PROBLEM TO SOLVE - Copy out each record that follows exactly, and omit any picture you find.

MATERIAL SUPPLIED -
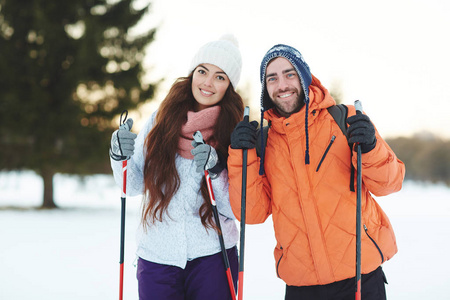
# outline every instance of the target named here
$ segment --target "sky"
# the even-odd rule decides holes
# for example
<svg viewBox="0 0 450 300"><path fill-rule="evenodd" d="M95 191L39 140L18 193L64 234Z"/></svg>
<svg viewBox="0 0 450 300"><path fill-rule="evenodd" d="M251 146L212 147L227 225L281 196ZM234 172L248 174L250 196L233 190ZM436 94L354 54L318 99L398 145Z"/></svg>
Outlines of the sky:
<svg viewBox="0 0 450 300"><path fill-rule="evenodd" d="M145 81L166 80L134 118L139 126L157 108L200 46L231 33L251 117L260 109L260 62L284 43L303 54L325 87L340 88L344 104L361 100L383 137L428 131L450 138L449 15L447 0L153 0L135 33L158 28Z"/></svg>

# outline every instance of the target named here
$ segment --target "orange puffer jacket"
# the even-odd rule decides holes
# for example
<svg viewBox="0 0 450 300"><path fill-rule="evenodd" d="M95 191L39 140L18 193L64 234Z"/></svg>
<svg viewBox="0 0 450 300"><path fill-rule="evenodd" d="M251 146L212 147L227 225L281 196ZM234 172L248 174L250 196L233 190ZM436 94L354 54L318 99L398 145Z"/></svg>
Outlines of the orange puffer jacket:
<svg viewBox="0 0 450 300"><path fill-rule="evenodd" d="M246 223L263 223L272 214L277 245L277 276L294 286L323 285L355 276L356 193L350 191L351 154L327 107L335 104L313 77L310 86L309 152L305 164L305 108L289 118L273 109L265 148L265 174L248 150ZM349 116L355 108L348 106ZM392 226L372 198L399 191L403 163L376 132L376 147L362 154L361 272L367 274L397 252ZM327 148L329 150L327 151ZM229 149L230 202L240 220L242 150ZM356 176L355 176L356 178Z"/></svg>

WORKED SOLUTION -
# outline every instance of the target named here
$ segment --target "sky"
# the even-odd rule decides holes
# for example
<svg viewBox="0 0 450 300"><path fill-rule="evenodd" d="M95 191L39 140L18 193L64 234Z"/></svg>
<svg viewBox="0 0 450 300"><path fill-rule="evenodd" d="M251 146L212 147L227 225L281 196ZM234 172L248 174L250 196L233 190ZM436 94L354 54L318 99L398 145Z"/></svg>
Outlines of the sky:
<svg viewBox="0 0 450 300"><path fill-rule="evenodd" d="M145 81L166 80L134 118L139 126L157 108L200 46L231 33L251 117L260 109L260 62L284 43L303 54L325 87L340 88L344 104L361 100L383 137L428 131L450 138L449 15L447 0L153 0L135 33L158 28Z"/></svg>

# outline every instance of the target named here
$ segment --target "orange puffer jacket"
# the even-odd rule decides holes
# for example
<svg viewBox="0 0 450 300"><path fill-rule="evenodd" d="M95 191L39 140L18 193L64 234Z"/></svg>
<svg viewBox="0 0 450 300"><path fill-rule="evenodd" d="M251 146L212 147L227 225L281 196ZM234 172L248 174L250 196L233 190ZM436 94L354 54L318 99L398 145Z"/></svg>
Outlines of the orange puffer jacket:
<svg viewBox="0 0 450 300"><path fill-rule="evenodd" d="M246 223L263 223L272 214L277 245L277 276L294 286L323 285L355 276L356 193L350 191L351 154L327 107L335 104L313 77L310 86L309 152L305 164L305 108L289 118L273 109L265 148L265 174L248 150ZM349 116L355 108L348 106ZM392 226L372 198L399 191L403 163L376 132L376 147L362 154L361 272L367 274L397 252ZM327 148L329 150L327 151ZM229 149L230 202L240 220L242 150ZM356 176L355 176L356 178Z"/></svg>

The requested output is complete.